> PAGE EXCERPT:
BEGIN
What do Jasper County, Ind., farmers, the local high school football coach, caretakers at the courthouse and the local REMC have in common? Each of these people or groups had been helped over the past few months by Bryan Overstreet and his unmanned aerial vehicle.
Overstreet, Jasper County Extension educator, is one of 18 Extension ag educators across Indiana who became members of what Purdue University Extension calls the Quad Squad. Extension outfitted each member with a UAV and charged him or her to figure out various ways they could help people in their communities using this technology.
A year later, Overstreet and the other educators are still helping people in their respective communities learn what they can do with this new technology that they couldn’t do before.
“We’re also moving into the next phase, which is helping people who want to get and fly their own drones prepare to get a license,” Overstreet says. “We’ve been through a ‘train the trainer’ program, and while we’re still flying fields and using drones in other ways, we’re also focusing on helping people learn what’s required to become a UAV pilot.”
END
Write the next part of the article about Purdue Extension's drone educators, picking up after its last sentence. The dataset entries have no connection to the article about the Purdue Extension drone program.

Dataset entries
BEGIN
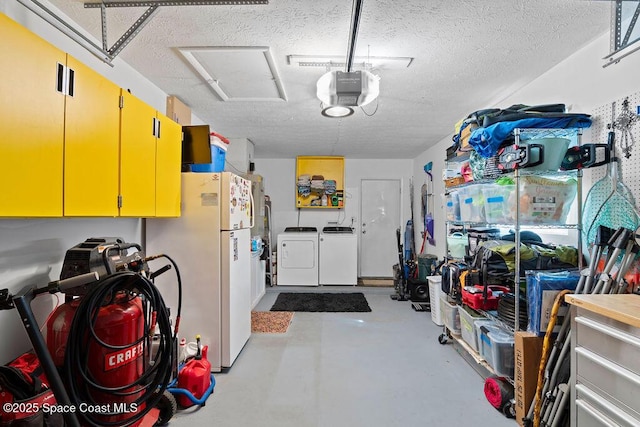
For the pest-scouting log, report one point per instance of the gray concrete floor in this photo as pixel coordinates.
(383, 368)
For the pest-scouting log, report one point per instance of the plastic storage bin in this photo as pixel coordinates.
(489, 324)
(545, 200)
(468, 318)
(435, 293)
(502, 359)
(450, 315)
(483, 328)
(471, 203)
(452, 206)
(499, 203)
(218, 157)
(457, 244)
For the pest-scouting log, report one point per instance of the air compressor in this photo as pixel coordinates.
(100, 337)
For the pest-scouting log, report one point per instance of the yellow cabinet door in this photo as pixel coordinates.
(91, 143)
(168, 168)
(32, 120)
(138, 128)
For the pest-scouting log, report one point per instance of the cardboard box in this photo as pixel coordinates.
(528, 352)
(178, 111)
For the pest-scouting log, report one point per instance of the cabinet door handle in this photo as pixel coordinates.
(71, 81)
(60, 78)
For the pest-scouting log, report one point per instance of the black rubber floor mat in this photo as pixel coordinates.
(321, 302)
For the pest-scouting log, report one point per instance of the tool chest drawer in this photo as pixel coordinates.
(592, 409)
(606, 368)
(609, 339)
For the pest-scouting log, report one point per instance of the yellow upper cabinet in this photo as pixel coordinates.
(320, 182)
(75, 144)
(32, 124)
(138, 129)
(168, 167)
(150, 161)
(91, 143)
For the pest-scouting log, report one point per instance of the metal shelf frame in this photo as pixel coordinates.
(517, 174)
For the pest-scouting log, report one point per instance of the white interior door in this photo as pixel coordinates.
(235, 293)
(380, 201)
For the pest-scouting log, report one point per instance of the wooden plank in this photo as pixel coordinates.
(624, 308)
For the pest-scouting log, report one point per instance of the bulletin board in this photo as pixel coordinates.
(320, 182)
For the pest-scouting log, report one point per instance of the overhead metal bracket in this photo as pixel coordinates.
(104, 53)
(620, 45)
(153, 6)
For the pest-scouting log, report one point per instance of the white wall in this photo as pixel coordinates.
(280, 185)
(580, 82)
(32, 250)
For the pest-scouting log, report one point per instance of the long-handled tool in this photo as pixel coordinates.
(549, 405)
(401, 286)
(609, 202)
(428, 216)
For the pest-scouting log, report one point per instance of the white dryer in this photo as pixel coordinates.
(338, 256)
(298, 257)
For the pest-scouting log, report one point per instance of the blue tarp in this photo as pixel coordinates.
(487, 140)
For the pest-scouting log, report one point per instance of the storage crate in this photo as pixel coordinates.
(468, 317)
(452, 206)
(435, 293)
(499, 204)
(472, 203)
(450, 315)
(502, 350)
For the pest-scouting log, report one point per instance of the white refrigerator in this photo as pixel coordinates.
(211, 244)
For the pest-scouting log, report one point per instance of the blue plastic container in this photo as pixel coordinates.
(218, 155)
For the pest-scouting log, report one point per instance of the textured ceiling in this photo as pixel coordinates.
(468, 54)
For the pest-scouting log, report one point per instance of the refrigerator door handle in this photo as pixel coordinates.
(252, 220)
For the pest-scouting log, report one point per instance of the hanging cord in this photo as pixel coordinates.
(146, 391)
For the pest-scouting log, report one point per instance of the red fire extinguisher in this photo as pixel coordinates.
(195, 376)
(115, 351)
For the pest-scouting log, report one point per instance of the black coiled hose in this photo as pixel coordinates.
(148, 388)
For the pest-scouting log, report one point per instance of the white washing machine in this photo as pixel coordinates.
(338, 256)
(298, 257)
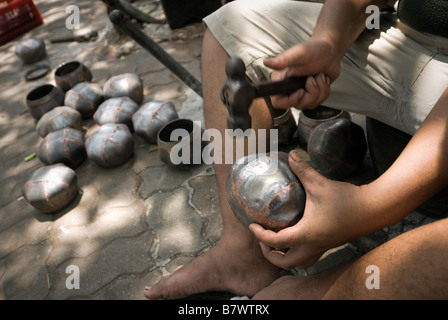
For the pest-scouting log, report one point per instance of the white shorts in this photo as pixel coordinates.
(394, 74)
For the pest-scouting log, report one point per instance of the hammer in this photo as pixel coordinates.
(238, 93)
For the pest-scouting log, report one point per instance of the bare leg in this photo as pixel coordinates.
(412, 266)
(236, 264)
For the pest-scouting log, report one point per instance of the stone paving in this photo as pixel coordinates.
(129, 225)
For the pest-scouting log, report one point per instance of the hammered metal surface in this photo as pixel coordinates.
(151, 117)
(31, 50)
(51, 188)
(85, 97)
(59, 118)
(116, 110)
(264, 190)
(110, 145)
(63, 146)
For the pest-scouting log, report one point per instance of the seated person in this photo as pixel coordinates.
(397, 74)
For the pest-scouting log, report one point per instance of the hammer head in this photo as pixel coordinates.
(237, 94)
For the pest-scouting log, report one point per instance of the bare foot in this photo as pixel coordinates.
(226, 267)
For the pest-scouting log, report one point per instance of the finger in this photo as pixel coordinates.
(276, 257)
(287, 101)
(306, 174)
(317, 90)
(279, 240)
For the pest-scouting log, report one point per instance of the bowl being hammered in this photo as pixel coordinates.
(263, 189)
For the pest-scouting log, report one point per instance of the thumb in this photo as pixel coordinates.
(285, 59)
(276, 63)
(303, 170)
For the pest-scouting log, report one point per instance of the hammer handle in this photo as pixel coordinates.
(285, 86)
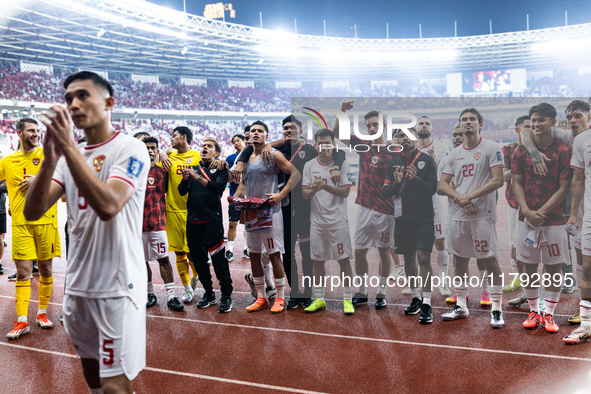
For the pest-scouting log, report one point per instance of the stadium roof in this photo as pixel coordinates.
(134, 36)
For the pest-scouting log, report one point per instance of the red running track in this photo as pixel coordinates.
(372, 351)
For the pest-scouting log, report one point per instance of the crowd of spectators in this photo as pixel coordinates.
(217, 96)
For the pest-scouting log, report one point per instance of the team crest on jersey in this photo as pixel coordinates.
(98, 162)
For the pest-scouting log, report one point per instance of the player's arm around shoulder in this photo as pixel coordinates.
(391, 186)
(426, 178)
(43, 192)
(220, 179)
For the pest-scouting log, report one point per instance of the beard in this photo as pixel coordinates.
(424, 134)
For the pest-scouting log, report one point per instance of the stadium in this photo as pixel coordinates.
(169, 69)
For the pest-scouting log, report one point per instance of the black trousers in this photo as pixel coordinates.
(209, 238)
(297, 222)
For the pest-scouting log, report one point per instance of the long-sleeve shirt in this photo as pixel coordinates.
(417, 194)
(203, 203)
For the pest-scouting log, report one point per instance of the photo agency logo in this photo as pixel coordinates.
(388, 123)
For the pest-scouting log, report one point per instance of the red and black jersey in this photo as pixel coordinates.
(539, 188)
(508, 152)
(373, 166)
(155, 203)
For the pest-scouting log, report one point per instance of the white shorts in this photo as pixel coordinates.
(373, 228)
(270, 238)
(580, 217)
(440, 221)
(110, 330)
(330, 244)
(556, 252)
(512, 219)
(474, 238)
(155, 245)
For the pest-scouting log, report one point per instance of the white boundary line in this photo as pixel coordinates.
(178, 373)
(338, 300)
(322, 334)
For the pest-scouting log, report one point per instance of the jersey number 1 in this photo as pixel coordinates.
(81, 202)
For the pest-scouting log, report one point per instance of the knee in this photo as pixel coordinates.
(115, 385)
(440, 244)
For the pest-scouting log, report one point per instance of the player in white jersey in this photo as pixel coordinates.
(476, 169)
(437, 150)
(581, 187)
(105, 184)
(457, 140)
(329, 224)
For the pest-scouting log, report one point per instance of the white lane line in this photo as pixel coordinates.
(338, 301)
(358, 338)
(178, 373)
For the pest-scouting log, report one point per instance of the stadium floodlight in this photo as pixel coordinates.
(281, 51)
(278, 36)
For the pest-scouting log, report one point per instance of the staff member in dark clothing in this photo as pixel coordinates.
(412, 181)
(205, 230)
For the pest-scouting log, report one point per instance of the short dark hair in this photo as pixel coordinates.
(577, 105)
(372, 114)
(545, 109)
(292, 119)
(98, 81)
(184, 130)
(521, 119)
(323, 133)
(241, 136)
(260, 123)
(152, 140)
(218, 148)
(20, 125)
(475, 112)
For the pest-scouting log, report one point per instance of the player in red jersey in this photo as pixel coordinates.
(539, 237)
(523, 122)
(154, 228)
(374, 226)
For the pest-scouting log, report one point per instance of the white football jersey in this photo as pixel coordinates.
(438, 151)
(106, 258)
(450, 201)
(470, 169)
(327, 211)
(581, 160)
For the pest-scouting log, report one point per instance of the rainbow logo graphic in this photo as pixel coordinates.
(316, 118)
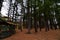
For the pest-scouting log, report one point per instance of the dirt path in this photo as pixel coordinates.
(50, 35)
END
> ANSWER TO THIS PROBLEM:
Overstreet uses a DJI Phantom 4 Pro UAV, the same kind several farmers and private agronomists have purchased for their own use. It’s the same UAV used by Nathan Bush, featured with Dave Nanda in a previous Indiana Prairie Farmer story, to fly fields and get a bird’s-eye view of customers’ crops. Bush is an agronomist for Greene Crop Consulting, Franklin, Ind. Nanda is director of genetics for Seed Genetics-Direct.
It’s easy to understand how flying over fields could help farmers get a better view of what’s happening inside a field. But how did Overstreet and his UAV help the football coach?
“Each member of the Quad Squad did a ‘case study,’ and mine was using the UAV to take pictures of the football field,” Overstreet explains. “I wasn’t filming games — you can’t fly over people. I took pictures of the field after games to establish where wear patterns were. After one game on a rainy night, wear patterns were obvious.”
The coach and crew at the high school used the information to determine where to overseed the field this spring, Overstreet says. He will continue flying the football field this fall.
“The guys at the courthouse had a leaky ceiling, and they couldn’t track it down,” he continues. “I flew the drone up along the roof edge and found where a gutter was plugged, causing the problem.
“The REMC [rural electric membership corporation] asked me to use the UAV to take photos at one of their substations. What they wanted to photograph was high in the air, and this was the safest way to do it.”
Recognized for efforts
In addition to being an Extension ag educator, Overstreet is a certified crop adviser. “I took the test as soon as I could back in the ’90s, and have been a CCA ever since,” he says.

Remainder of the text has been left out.